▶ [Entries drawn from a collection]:
____
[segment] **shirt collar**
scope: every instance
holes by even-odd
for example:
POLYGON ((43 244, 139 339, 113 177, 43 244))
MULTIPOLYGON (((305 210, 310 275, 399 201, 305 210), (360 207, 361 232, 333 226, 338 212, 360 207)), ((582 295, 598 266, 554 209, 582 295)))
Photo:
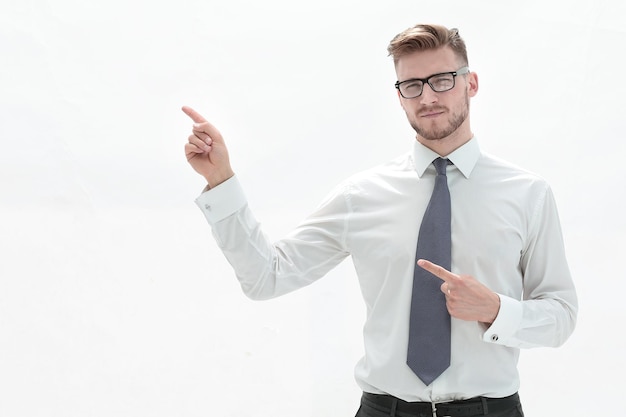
____
▶ [Requirement]: Reproduce every line of the data above without any changes, omitting the pictures.

▶ [Correct answer]:
[segment] **shirt collar**
scope: every instance
holes by even-odd
for example:
POLYGON ((43 244, 139 339, 113 177, 43 244))
MULTIPOLYGON (((305 210, 310 275, 399 201, 305 210), (360 207, 361 232, 333 226, 338 212, 360 207)), ((582 295, 598 266, 554 209, 582 295)))
Photo:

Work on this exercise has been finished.